Having found the line containing "In this exercise you will mark each instance of the parked" in the data below, reproduce that line and each one after it to the end, exactly, and include nothing else.

Records from a collection:
Content starts

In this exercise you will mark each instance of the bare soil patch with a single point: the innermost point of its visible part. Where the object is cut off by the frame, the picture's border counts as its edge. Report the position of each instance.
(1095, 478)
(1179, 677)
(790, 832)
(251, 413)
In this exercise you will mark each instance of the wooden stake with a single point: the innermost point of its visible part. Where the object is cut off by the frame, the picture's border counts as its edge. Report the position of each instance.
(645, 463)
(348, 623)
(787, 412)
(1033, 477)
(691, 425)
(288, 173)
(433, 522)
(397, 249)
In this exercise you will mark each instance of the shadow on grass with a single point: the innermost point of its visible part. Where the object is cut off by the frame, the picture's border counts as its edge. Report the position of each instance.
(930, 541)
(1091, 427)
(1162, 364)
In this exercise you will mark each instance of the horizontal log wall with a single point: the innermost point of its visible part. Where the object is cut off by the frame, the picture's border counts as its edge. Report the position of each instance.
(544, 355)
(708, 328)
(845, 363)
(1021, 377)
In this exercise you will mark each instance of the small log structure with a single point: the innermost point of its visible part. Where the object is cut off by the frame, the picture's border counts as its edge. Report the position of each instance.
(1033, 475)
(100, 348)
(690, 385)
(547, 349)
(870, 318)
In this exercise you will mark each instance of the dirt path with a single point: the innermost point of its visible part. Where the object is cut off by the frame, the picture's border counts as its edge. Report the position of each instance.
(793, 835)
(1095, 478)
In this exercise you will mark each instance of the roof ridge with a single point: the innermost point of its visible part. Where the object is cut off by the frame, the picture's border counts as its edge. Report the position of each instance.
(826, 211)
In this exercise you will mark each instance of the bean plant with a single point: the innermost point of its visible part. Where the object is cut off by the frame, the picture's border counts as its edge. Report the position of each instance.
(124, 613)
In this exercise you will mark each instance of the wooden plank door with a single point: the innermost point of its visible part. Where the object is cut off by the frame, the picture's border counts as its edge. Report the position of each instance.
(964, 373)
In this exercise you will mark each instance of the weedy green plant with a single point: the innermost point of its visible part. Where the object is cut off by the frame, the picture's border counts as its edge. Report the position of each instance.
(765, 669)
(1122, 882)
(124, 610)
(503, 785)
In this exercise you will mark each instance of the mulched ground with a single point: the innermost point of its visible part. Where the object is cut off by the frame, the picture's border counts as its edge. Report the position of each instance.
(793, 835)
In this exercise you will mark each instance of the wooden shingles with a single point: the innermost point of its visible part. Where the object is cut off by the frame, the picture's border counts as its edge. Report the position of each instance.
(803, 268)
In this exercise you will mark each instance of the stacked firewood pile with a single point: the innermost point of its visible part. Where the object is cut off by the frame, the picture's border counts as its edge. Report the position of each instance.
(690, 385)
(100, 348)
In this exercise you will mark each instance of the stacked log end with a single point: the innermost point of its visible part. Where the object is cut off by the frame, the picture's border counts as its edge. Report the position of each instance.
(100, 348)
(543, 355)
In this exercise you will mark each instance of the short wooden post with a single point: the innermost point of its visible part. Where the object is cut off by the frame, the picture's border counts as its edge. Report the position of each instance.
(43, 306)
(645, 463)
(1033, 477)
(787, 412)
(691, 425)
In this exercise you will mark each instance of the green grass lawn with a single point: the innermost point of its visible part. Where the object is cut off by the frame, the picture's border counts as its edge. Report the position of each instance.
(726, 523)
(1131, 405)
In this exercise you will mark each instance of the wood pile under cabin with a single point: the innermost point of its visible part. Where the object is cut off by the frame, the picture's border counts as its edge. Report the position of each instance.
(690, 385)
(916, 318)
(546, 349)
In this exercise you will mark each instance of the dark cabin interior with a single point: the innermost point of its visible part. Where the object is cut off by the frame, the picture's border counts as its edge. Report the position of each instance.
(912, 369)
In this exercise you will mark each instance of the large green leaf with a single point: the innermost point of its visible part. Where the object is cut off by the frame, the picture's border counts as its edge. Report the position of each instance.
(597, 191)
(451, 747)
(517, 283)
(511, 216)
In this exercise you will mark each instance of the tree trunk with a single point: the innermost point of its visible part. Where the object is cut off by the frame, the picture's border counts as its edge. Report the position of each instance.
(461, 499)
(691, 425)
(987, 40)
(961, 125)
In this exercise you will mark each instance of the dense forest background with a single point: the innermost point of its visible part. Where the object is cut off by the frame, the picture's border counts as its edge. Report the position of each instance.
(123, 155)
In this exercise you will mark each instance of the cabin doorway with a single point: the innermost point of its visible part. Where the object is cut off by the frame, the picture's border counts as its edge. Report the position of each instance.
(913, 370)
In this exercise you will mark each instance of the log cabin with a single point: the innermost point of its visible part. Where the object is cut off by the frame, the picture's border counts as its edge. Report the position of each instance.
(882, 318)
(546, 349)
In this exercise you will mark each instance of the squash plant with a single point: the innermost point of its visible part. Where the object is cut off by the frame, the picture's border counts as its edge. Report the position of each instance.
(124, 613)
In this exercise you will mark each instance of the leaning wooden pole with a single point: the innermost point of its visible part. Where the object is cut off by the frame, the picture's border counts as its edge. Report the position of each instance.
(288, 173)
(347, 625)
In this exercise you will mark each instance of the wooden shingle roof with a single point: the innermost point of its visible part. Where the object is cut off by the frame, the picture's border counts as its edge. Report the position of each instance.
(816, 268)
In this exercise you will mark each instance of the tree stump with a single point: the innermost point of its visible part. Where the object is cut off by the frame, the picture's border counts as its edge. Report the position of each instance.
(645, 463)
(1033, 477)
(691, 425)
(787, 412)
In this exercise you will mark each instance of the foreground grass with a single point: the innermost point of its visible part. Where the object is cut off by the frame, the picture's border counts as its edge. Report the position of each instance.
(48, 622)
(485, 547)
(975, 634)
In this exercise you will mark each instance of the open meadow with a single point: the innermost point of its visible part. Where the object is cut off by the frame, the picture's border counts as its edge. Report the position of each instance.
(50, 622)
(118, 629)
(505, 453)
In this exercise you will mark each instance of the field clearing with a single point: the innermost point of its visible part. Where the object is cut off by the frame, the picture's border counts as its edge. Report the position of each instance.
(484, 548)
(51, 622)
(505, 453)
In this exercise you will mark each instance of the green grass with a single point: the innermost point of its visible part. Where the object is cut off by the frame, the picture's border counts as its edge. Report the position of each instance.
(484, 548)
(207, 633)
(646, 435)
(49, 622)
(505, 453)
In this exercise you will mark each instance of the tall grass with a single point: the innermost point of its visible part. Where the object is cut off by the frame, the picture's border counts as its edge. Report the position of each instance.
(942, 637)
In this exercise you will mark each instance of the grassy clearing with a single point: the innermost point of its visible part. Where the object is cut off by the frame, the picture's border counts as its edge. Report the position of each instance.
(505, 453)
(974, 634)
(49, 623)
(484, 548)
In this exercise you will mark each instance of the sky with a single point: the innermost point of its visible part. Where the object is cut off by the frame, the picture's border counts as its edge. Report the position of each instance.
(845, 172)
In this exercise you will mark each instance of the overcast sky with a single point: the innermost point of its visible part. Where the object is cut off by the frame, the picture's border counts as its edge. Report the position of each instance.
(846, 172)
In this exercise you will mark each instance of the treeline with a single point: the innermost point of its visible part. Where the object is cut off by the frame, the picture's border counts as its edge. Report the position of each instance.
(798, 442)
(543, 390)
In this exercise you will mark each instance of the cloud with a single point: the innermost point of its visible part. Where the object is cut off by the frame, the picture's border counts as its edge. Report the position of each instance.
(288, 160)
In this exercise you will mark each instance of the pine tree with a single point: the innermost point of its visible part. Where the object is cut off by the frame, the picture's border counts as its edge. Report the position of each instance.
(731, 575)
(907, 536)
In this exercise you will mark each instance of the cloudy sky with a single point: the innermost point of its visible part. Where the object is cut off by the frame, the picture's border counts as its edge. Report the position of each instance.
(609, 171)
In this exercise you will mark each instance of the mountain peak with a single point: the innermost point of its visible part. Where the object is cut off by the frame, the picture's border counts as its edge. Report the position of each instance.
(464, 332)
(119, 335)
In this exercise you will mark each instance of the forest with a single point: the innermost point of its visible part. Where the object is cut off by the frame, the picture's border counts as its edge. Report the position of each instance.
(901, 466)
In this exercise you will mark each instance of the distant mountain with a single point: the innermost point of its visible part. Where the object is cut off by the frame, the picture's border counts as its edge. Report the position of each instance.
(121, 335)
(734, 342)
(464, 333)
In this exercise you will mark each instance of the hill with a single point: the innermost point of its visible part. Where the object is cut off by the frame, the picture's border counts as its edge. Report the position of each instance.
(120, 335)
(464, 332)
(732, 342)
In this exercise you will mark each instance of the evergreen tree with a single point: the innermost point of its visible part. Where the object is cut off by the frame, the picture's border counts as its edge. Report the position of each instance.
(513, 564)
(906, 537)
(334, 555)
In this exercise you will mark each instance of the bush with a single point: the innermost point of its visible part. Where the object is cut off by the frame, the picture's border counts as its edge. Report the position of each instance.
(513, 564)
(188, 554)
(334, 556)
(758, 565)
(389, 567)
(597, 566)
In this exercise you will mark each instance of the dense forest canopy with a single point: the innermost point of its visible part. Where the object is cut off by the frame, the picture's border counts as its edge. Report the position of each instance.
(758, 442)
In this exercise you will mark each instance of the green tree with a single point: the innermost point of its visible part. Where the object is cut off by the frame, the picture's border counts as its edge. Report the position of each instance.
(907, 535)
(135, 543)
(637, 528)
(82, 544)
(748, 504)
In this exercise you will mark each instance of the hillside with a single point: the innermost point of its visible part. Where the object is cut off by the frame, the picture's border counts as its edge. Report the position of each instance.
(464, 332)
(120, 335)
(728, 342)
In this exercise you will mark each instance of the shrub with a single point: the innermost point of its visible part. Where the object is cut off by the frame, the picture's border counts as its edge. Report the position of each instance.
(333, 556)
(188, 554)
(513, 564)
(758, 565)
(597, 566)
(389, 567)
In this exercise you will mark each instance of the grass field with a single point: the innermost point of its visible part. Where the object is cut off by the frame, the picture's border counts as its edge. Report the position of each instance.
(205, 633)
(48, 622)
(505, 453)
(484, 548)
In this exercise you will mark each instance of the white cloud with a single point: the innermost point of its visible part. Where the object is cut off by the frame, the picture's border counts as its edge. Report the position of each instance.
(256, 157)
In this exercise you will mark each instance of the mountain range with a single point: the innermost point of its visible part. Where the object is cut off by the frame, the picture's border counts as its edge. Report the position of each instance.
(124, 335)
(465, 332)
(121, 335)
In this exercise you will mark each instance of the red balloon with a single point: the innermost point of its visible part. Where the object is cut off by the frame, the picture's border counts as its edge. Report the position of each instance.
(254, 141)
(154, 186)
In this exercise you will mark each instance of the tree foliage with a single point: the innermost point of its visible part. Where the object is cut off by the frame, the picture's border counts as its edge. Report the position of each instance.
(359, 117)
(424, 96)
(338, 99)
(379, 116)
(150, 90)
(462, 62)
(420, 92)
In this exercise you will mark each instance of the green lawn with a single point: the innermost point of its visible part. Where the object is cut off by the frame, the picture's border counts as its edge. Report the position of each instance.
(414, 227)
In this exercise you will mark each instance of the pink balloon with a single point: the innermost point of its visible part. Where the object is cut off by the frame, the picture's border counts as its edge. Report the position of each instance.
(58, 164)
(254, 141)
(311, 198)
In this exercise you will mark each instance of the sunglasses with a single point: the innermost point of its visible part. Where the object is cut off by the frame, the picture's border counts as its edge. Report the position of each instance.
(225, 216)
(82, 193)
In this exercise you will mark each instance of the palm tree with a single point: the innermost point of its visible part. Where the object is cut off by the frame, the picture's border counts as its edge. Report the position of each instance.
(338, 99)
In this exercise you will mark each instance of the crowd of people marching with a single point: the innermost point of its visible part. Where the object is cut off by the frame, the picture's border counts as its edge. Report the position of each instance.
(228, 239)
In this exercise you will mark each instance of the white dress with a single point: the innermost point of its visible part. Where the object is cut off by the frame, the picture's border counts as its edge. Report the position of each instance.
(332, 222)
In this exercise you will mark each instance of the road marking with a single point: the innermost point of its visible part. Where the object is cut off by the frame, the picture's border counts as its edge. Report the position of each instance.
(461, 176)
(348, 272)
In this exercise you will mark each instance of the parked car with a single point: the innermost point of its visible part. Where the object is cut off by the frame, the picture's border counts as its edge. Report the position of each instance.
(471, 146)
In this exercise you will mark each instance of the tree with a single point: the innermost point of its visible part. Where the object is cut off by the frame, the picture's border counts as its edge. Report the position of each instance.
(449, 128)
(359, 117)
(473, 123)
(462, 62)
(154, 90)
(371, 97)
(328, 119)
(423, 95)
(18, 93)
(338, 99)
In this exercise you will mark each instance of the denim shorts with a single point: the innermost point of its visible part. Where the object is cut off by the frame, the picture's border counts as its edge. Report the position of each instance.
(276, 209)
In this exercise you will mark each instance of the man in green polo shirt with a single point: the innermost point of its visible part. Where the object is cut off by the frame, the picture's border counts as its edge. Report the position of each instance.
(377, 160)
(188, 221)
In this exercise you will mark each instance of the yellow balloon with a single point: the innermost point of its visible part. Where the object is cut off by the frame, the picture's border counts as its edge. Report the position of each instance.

Content ends

Your response:
In this exercise you will mark each instance of the parked car with a single point: the innermost point of its visible part. Where the object is cut off by the frame, the picture's border counts as its edge. Report the position of each instance.
(471, 146)
In this exercise you will mark each instance of the tree with a single point: the innermost point of its visible part. Where the object is cut off by the frame, the picture's border counts as its edge. Report the position of each instance.
(449, 128)
(359, 117)
(473, 123)
(462, 62)
(154, 90)
(371, 97)
(328, 119)
(423, 95)
(18, 93)
(338, 99)
In this exercise you will mark each instance of the denim shorts with a single point: the innermost point of its visible part. Where the object is cut off by the frame, the picture's border counts as its edge. Report the position of each instance.
(276, 209)
In this exercise you will mark each instance of the man in green polo shirt with a single point: the innermost point of its visible part. Where the object is cut off by the frame, the picture's border counts as its edge. Report the position of each instance.
(377, 160)
(188, 221)
In this exercise you will mark each instance of the yellow balloon with a single point: the innermost point of its visible part. Where the object is cut off by the frame, the picture's border counts as its edge. Report the position of each instance.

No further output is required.